Bis dato galt Efeu als die einfachste Art, Grünpflanzen vertikal wachsen zu lassen. Moos weist gegenüber herkömmlichen Kletterpflanzen viele Vorteile auf. Es ist wesentlich pflegeleichter und es muss nicht beschnitten werden. Da Moose keine Wurzeln sondern Rhizoide haben, die sich schonend im Mauerwerk, in der Fassade verankern, werden keine Pflanzgefäße benötigt. So wird kein wertvoller Platz in der Stadt verbraucht. Moose sind robust und überstehen extreme Hitze, sie können sich davor schützen und das Austrocknen verhindern.
Innovative Projekte und Anwendungen
Respyres „VertiScape“-Fassaden und -Dachziegel sind bereits im Handel erhältlich und eignen sich für Renovierungen und Neubauten. Die Produkte seien vielseitig und für Projekte unterschiedlicher Größe einsetzbar, angefangen bei Renovierungen mit einer Fläche von 100 Quadratmetern bis hin zu Neubauten mit mehr als 200 Quadratmetern.
Dächer könnten ab einer Mindestfläche von nur 50 Quadratmetern aufgewertet werden. Ob verputzte, vorgefertigte Betonelemente oder vor Ort gegossener Beton – die Natur ließe sich in Form von Moos leicht einbinden.

- [Ziel]
Kannst du aus dem Text über Moos an Fassaden und Dächern alles von „Bis dato galt“ bis hinunter zu „als 200 Quadratmetern.“ wortgetreu abtippen?

- [Datenauszug]

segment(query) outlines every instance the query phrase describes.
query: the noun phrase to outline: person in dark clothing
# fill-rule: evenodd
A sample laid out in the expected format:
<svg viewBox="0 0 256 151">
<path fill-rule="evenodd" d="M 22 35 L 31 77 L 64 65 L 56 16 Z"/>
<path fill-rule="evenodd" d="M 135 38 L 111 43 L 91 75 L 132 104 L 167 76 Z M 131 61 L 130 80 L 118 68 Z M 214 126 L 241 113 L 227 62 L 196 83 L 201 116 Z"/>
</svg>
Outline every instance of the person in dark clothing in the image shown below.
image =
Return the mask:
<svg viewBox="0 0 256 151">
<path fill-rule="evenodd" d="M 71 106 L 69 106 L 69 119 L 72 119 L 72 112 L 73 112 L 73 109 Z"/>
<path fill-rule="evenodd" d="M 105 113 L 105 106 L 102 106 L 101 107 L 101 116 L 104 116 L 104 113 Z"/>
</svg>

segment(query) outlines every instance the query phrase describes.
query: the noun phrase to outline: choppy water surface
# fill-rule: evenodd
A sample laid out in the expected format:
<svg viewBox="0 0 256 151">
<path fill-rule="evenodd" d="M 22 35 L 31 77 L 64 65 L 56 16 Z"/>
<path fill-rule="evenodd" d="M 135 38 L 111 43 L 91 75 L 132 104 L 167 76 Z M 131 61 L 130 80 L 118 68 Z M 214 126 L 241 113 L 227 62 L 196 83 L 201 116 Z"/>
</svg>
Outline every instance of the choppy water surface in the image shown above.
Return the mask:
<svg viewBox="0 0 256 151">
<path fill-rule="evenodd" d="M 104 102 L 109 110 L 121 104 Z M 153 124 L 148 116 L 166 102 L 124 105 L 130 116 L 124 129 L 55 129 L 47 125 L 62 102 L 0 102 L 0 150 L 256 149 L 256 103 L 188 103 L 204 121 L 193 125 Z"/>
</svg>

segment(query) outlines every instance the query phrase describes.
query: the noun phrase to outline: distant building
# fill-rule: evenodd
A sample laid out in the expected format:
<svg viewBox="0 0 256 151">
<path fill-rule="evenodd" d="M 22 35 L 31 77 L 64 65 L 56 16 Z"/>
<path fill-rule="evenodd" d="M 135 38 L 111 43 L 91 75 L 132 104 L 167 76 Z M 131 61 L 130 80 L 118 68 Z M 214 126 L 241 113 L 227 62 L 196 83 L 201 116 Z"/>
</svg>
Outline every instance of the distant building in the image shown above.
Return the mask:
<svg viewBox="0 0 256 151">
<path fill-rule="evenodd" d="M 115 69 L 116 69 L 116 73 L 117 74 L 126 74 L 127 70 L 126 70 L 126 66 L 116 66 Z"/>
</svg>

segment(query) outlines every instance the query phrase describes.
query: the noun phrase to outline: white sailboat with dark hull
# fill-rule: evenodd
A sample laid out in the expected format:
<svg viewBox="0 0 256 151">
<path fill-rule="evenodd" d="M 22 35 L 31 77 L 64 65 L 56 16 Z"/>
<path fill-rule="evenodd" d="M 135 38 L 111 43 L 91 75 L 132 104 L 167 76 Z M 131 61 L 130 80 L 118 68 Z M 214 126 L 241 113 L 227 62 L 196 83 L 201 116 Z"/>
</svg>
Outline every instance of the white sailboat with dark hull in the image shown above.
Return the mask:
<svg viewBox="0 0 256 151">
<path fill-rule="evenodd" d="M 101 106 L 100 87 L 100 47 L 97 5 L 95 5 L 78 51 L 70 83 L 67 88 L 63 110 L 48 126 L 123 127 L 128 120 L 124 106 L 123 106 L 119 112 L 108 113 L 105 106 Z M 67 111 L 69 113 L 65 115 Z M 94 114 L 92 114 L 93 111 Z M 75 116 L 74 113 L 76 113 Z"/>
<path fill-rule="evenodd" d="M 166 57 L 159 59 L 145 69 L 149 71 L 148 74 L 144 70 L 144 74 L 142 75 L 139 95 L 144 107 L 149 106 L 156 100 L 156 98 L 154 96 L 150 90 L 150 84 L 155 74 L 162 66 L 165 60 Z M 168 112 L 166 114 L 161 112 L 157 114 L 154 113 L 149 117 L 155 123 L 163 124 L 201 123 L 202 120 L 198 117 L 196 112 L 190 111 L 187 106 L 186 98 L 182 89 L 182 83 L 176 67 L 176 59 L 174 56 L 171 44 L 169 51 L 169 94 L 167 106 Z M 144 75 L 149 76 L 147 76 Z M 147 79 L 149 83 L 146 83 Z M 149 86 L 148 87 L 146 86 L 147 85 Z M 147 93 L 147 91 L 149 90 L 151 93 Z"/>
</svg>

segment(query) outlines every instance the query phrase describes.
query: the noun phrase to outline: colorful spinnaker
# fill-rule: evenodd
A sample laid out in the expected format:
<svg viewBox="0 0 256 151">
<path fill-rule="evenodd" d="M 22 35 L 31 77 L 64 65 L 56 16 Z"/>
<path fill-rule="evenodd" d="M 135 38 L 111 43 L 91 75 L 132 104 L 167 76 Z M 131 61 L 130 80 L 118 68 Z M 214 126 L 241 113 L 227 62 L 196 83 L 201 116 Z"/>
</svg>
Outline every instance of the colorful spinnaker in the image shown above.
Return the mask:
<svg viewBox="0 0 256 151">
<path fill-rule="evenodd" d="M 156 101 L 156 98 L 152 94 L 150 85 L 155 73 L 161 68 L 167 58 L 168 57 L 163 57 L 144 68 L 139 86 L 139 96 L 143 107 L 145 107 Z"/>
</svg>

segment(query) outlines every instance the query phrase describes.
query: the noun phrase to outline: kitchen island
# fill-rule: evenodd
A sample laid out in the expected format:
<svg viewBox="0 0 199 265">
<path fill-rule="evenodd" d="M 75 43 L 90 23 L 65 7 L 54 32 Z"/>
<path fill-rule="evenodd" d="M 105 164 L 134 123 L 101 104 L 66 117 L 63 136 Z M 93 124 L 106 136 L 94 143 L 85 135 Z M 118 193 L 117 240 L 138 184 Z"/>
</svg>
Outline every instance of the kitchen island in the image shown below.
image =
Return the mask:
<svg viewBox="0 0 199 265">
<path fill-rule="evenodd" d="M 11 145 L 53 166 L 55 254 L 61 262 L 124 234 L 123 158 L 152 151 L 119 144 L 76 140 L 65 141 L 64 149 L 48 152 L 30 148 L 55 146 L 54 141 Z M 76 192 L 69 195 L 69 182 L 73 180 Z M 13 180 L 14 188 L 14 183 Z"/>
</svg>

- [Antwort]
Bis dato galt Efeu als die einfachste Art, Grünpflanzen vertikal wachsen zu lassen. Moos weist gegenüber herkömmlichen Kletterpflanzen viele Vorteile auf. Es ist wesentlich pflegeleichter und es muss nicht beschnitten werden. Da Moose keine Wurzeln sondern Rhizoide haben, die sich schonend im Mauerwerk, in der Fassade verankern, werden keine Pflanzgefäße benötigt. So wird kein wertvoller Platz in der Stadt verbraucht. Moose sind robust und überstehen extreme Hitze, sie können sich davor schützen und das Austrocknen verhindern.
Innovative Projekte und Anwendungen
Respyres „VertiScape“-Fassaden und -Dachziegel sind bereits im Handel erhältlich und eignen sich für Renovierungen und Neubauten. Die Produkte seien vielseitig und für Projekte unterschiedlicher Größe einsetzbar, angefangen bei Renovierungen mit einer Fläche von 100 Quadratmetern bis hin zu Neubauten mit mehr als 200 Quadratmetern.